This is the patch from the test iso that fixes the issue. When multipath is configured with find_multipaths "smart" (which it is in the installer boot initramfs) it waits to see if multiple paths will appear for devices. It sets systemd timers to stop this waiting. If these timers triggered while the initramfs was cleaning up to pivot to the actual root filesystem, they would restart multipathd, which would cause the cleanup to hang. The fix makes the timers conflict with initrd-cleanup.service, so that they get disabled when the initramfs starts cleaning up. Also, they no longer force multipathd to restart if it has already been stopped.
A test iso with a patch to resolve this issue is available here:
https://people.redhat.com/bmarzins/isos/bz2121277/rhel-9.1-patched-boot.iso
Can you try booting with this iso instead of your regular installation iso. This boot iso won't actually be able to install a system, since it doesn't contain any of the necessary installation sources. It will just boot you into anaconda. But since it has the multipath fix, you should be able to successfully boot into anaconda, without hanging in the initramfs.
Since the problem described in this bug report should be
resolved in a recent advisory, it has been closed with a
resolution of ERRATA.
For information on the advisory (device-mapper-multipath bug fix and enhancement update), and where to find the updated
files, follow the link below.
If the solution does not work for you, open a new bug report.
https://access.redhat.com/errata/RHBA-2022:8313

Brief 1 –
Quote the multipath bug thread from "A test iso with" to "the link below.".

(Items listed in a dataset)

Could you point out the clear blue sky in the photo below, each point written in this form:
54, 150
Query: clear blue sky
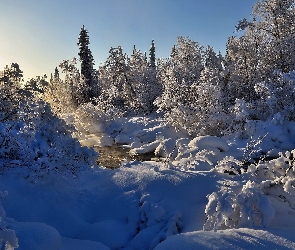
39, 34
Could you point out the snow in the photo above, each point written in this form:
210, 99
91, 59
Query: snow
162, 204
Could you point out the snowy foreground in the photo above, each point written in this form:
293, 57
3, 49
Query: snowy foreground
185, 201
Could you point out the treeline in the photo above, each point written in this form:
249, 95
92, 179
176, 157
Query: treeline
195, 88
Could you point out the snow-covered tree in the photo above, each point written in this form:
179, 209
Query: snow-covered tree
89, 85
182, 69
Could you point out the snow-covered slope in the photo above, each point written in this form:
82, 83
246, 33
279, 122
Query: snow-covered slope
158, 205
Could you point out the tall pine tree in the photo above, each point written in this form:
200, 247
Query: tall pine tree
87, 62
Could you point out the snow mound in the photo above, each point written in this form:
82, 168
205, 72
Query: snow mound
228, 239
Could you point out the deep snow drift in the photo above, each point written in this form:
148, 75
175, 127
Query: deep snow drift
197, 196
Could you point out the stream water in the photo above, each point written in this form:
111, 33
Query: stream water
112, 156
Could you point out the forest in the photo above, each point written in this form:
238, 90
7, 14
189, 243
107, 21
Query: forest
220, 130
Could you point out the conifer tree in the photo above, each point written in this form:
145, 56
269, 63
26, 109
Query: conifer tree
152, 62
87, 63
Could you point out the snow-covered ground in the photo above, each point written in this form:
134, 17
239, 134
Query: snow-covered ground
184, 201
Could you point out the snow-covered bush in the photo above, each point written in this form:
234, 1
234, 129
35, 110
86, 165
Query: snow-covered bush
233, 207
193, 96
276, 98
8, 239
36, 142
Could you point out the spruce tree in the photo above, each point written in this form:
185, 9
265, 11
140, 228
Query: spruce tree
87, 63
152, 62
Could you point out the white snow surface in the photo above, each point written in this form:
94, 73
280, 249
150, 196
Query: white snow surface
156, 205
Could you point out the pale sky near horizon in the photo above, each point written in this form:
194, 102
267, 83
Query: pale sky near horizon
40, 34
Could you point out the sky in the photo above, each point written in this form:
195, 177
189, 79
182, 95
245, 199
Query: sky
40, 34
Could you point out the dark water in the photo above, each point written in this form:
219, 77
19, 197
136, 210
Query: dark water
112, 156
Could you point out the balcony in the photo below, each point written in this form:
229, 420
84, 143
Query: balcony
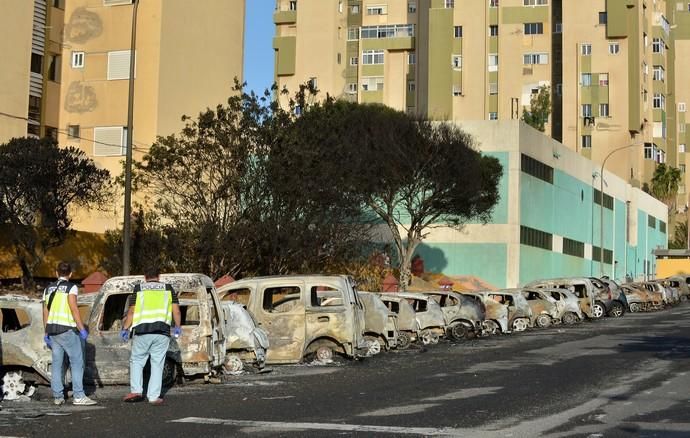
285, 17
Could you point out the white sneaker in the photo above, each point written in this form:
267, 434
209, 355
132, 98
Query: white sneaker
84, 401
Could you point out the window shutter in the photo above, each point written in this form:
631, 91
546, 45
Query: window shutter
118, 65
109, 141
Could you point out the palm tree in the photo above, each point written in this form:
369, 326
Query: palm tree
664, 185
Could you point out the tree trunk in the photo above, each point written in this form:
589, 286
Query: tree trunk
405, 256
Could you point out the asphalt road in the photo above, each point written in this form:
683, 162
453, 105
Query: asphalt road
627, 377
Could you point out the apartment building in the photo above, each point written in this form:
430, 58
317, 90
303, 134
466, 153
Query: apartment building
68, 75
609, 65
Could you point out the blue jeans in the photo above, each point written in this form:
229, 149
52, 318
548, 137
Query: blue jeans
144, 346
68, 342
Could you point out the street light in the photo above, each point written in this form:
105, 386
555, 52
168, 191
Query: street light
127, 226
601, 204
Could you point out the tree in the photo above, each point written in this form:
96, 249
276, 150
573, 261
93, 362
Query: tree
540, 109
218, 184
680, 236
664, 185
39, 183
412, 175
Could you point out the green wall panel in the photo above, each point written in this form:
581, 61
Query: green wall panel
486, 260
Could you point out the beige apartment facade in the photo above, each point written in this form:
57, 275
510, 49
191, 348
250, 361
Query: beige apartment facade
608, 63
69, 74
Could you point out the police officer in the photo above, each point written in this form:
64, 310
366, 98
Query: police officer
65, 333
153, 305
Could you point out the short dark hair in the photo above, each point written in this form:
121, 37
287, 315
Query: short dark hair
64, 269
152, 271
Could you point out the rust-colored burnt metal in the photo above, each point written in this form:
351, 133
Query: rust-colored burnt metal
304, 315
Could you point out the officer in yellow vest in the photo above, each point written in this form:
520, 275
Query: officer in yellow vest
153, 306
65, 333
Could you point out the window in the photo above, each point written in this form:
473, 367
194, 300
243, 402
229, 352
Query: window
54, 68
118, 65
377, 10
77, 59
352, 33
456, 62
586, 142
659, 101
538, 239
658, 73
372, 83
603, 110
573, 248
586, 79
117, 2
586, 110
73, 131
534, 28
36, 63
372, 57
603, 79
536, 168
109, 141
648, 151
281, 299
493, 62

Brief 2 –
In the rows, starting at the line with "Could you point out the officer" and running through the last row, replace "window" with "glass pane" and write out those lines with nothing else changed.

Expected answer 1 –
A test iso with a patch to resolve this issue is available here:
https://people.redhat.com/bmarzins/isos/bz2121277/rhel-9.1-patched-boot.iso
Can you try booting with this iso instead of your regular installation iso. This boot iso won't actually be able to install a system, since it doesn't contain any of the necessary installation sources. It will just boot you into anaconda. But since it has the multipath fix, you should be able to successfully boot into anaconda, without hanging in the initramfs.
Since the problem described in this bug report should be
resolved in a recent advisory, it has been closed with a
resolution of ERRATA.
For information on the advisory (device-mapper-multipath bug fix and enhancement update), and where to find the updated
files, follow the link below.

Expected answer 2 –
Could you point out the officer in yellow vest in the photo above, each point written in this form:
520, 275
Query: officer in yellow vest
153, 306
65, 333
Could you point out the glass pane in the photo above, each point written in this form:
473, 367
194, 300
243, 402
229, 352
Query: glass pane
54, 68
118, 65
377, 10
77, 59
352, 33
456, 62
586, 142
659, 101
538, 239
658, 73
372, 83
603, 110
573, 248
586, 79
117, 2
586, 110
73, 131
534, 28
36, 63
372, 57
603, 79
536, 168
109, 141
648, 151
281, 299
493, 62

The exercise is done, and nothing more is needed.